GOAL
Which lines in the items below contain the word "bare", with case counting? Copy each of those lines.

################

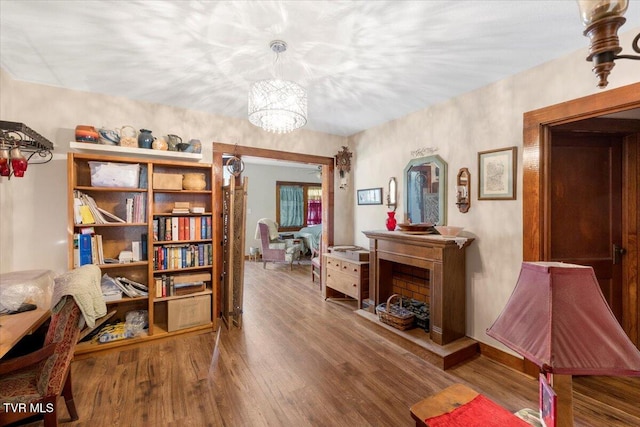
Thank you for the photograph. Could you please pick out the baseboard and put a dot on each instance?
(521, 365)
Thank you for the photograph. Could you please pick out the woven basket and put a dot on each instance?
(395, 315)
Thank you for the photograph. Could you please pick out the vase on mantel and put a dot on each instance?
(391, 221)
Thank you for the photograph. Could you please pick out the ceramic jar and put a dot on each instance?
(128, 137)
(194, 181)
(145, 139)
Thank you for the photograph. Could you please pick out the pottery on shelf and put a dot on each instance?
(193, 181)
(128, 137)
(160, 144)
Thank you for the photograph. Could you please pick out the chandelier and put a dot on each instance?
(277, 105)
(602, 19)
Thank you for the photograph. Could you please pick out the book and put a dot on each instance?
(84, 245)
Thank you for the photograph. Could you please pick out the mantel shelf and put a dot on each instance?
(134, 152)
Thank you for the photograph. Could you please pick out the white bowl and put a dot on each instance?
(448, 231)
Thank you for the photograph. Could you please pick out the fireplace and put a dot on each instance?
(425, 265)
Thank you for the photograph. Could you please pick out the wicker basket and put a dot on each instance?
(395, 315)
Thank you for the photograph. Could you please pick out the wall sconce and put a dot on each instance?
(343, 164)
(15, 140)
(602, 20)
(392, 194)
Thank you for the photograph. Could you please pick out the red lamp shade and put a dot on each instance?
(558, 318)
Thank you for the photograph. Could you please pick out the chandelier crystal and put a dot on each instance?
(277, 105)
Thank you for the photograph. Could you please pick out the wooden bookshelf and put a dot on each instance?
(117, 237)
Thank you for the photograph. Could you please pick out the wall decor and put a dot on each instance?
(497, 174)
(370, 196)
(343, 165)
(463, 190)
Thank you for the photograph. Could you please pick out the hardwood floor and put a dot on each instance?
(301, 361)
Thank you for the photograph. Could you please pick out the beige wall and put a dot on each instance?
(486, 119)
(33, 209)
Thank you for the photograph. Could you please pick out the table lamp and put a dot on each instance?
(558, 318)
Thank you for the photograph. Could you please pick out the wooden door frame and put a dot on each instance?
(328, 165)
(536, 134)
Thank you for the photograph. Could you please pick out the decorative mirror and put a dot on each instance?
(391, 194)
(463, 190)
(426, 190)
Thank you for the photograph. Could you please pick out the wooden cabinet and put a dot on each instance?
(163, 256)
(343, 276)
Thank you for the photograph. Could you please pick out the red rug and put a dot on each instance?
(480, 412)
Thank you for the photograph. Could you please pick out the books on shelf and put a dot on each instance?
(180, 284)
(87, 211)
(87, 249)
(177, 228)
(170, 257)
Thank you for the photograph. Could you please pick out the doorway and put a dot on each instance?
(327, 171)
(606, 125)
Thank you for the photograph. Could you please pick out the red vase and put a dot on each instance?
(391, 221)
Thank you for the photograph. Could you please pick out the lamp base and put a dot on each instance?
(605, 44)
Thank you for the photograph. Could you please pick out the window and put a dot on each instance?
(298, 204)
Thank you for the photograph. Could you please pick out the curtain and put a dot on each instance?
(291, 206)
(314, 206)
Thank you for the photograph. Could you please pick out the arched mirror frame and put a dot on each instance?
(442, 187)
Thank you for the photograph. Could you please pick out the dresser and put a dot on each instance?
(343, 276)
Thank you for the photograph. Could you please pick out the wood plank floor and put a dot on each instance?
(301, 361)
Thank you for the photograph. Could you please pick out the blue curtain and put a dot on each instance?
(291, 206)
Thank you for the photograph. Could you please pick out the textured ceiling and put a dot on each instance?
(362, 62)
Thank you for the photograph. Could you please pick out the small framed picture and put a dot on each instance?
(548, 402)
(370, 196)
(497, 174)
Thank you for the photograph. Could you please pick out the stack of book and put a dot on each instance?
(181, 284)
(180, 208)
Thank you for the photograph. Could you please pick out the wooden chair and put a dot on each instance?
(37, 379)
(277, 251)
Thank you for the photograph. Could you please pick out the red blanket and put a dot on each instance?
(480, 412)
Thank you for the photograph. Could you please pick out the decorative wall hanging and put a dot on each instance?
(463, 190)
(497, 174)
(343, 164)
(17, 139)
(370, 196)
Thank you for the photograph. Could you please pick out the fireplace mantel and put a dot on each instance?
(445, 260)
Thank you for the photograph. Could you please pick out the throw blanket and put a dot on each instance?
(273, 228)
(83, 285)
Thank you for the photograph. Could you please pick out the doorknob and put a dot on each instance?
(617, 253)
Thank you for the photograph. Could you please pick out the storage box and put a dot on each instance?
(357, 255)
(107, 174)
(167, 181)
(188, 312)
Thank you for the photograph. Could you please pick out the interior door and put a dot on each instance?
(585, 187)
(234, 202)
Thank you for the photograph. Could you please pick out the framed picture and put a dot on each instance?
(370, 196)
(497, 174)
(548, 402)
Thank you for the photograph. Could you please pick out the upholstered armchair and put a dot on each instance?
(37, 379)
(277, 250)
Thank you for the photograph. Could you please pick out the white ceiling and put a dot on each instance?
(362, 62)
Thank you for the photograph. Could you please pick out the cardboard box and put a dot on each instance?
(188, 312)
(167, 181)
(357, 255)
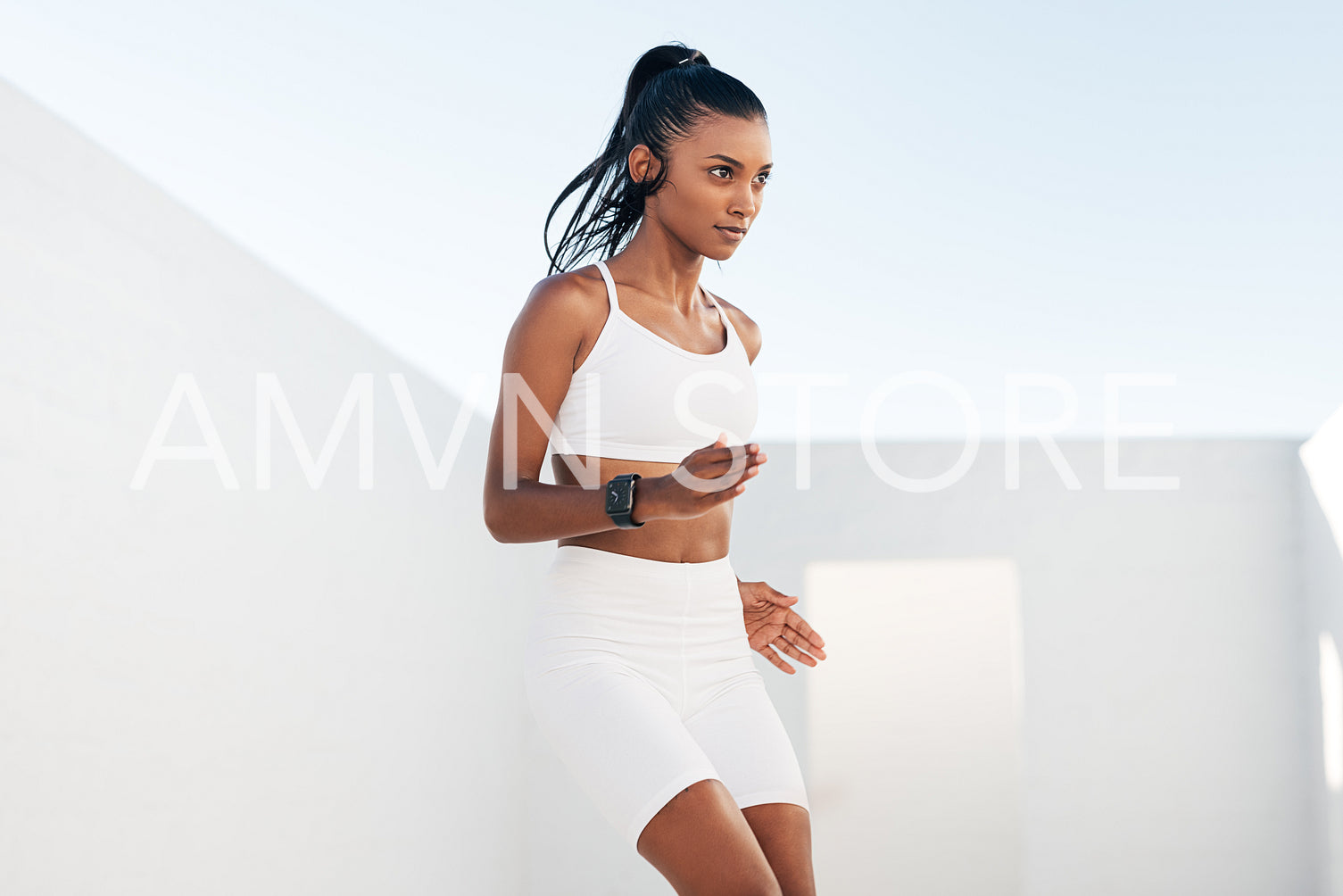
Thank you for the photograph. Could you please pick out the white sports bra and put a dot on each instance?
(638, 396)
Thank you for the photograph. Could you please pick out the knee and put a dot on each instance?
(759, 884)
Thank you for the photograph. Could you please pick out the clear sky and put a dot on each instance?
(970, 188)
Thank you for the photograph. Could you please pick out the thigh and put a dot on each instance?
(701, 844)
(619, 738)
(783, 832)
(741, 733)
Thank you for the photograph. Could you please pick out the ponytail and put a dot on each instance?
(669, 92)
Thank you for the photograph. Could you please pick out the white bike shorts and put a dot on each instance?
(640, 676)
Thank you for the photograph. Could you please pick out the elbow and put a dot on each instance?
(496, 523)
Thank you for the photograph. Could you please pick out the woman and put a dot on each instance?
(638, 664)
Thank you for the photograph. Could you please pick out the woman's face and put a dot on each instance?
(715, 180)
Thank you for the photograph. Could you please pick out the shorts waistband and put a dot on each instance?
(618, 563)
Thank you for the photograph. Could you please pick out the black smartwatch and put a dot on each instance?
(619, 500)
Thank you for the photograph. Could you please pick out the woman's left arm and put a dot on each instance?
(773, 626)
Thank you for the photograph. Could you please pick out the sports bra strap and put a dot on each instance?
(610, 285)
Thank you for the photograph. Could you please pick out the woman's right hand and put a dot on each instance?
(705, 478)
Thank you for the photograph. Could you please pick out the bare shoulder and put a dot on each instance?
(564, 309)
(747, 328)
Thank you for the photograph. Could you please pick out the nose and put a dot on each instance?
(744, 202)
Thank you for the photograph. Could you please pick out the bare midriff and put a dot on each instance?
(693, 540)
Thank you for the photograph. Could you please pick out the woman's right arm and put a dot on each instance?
(540, 350)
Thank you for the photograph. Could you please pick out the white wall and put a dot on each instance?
(211, 691)
(1322, 577)
(1166, 685)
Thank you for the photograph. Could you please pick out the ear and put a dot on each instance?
(643, 165)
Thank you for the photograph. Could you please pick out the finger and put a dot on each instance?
(795, 637)
(792, 649)
(805, 629)
(775, 659)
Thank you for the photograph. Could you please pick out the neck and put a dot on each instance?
(657, 262)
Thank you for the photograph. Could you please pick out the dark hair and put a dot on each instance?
(670, 90)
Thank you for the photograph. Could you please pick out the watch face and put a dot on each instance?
(618, 496)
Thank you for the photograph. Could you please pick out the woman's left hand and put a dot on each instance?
(773, 626)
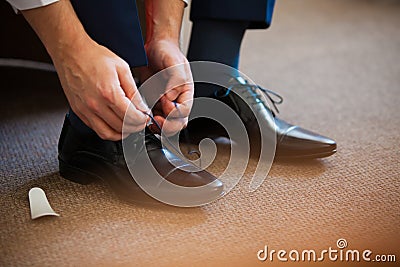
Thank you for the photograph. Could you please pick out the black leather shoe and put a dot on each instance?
(84, 158)
(292, 141)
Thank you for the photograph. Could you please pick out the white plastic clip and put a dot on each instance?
(39, 204)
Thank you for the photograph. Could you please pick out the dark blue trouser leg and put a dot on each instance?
(217, 41)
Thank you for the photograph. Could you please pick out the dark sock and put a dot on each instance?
(217, 41)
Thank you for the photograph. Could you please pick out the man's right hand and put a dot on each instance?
(98, 84)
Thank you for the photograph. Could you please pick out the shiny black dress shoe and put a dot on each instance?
(292, 142)
(84, 158)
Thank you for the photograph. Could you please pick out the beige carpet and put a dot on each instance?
(337, 65)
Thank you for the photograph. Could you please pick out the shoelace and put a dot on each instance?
(186, 136)
(273, 97)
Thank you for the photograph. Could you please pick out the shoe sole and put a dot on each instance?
(309, 156)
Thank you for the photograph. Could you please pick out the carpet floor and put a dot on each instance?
(337, 65)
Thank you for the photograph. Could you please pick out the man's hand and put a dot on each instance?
(163, 25)
(97, 83)
(176, 100)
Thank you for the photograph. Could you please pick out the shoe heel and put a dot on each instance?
(74, 174)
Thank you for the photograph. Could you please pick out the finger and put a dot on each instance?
(179, 107)
(128, 86)
(170, 126)
(126, 110)
(103, 130)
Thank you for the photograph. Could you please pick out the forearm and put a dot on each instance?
(58, 27)
(164, 20)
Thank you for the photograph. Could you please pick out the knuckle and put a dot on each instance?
(108, 95)
(93, 105)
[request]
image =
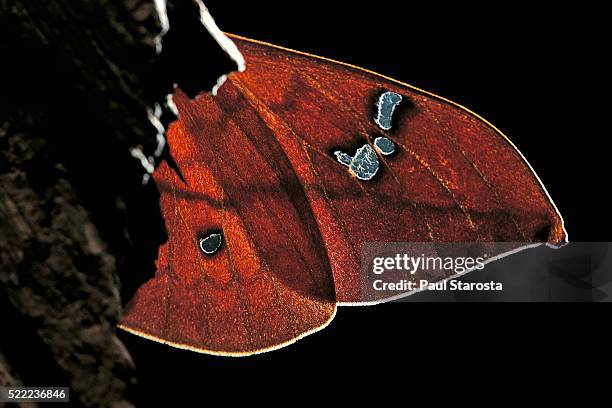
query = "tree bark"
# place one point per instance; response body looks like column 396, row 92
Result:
column 82, row 119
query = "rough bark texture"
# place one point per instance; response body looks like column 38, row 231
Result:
column 82, row 81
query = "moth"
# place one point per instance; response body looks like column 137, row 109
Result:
column 288, row 170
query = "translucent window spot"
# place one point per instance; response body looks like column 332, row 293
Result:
column 365, row 163
column 211, row 243
column 384, row 146
column 387, row 103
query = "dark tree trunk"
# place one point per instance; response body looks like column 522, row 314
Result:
column 83, row 96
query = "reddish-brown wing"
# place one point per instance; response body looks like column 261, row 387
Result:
column 260, row 167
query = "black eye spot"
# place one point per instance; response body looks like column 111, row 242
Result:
column 211, row 243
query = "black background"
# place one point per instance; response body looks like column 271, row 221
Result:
column 534, row 72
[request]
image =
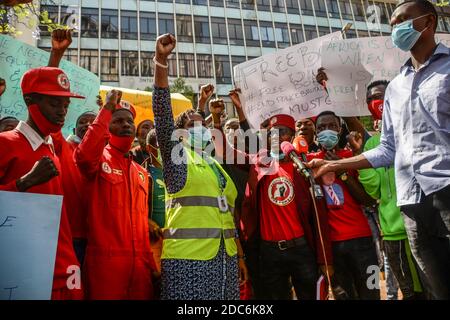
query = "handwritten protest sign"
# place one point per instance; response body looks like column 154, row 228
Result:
column 353, row 63
column 17, row 57
column 29, row 228
column 283, row 82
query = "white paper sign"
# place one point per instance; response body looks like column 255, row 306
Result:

################

TASK OUTPUT
Thank you for the photograph. Could you please pick out the bare shoulder and put a dot on each instance?
Thank you for the photograph. Could you please pick out the bare midriff and put a dot on each instance?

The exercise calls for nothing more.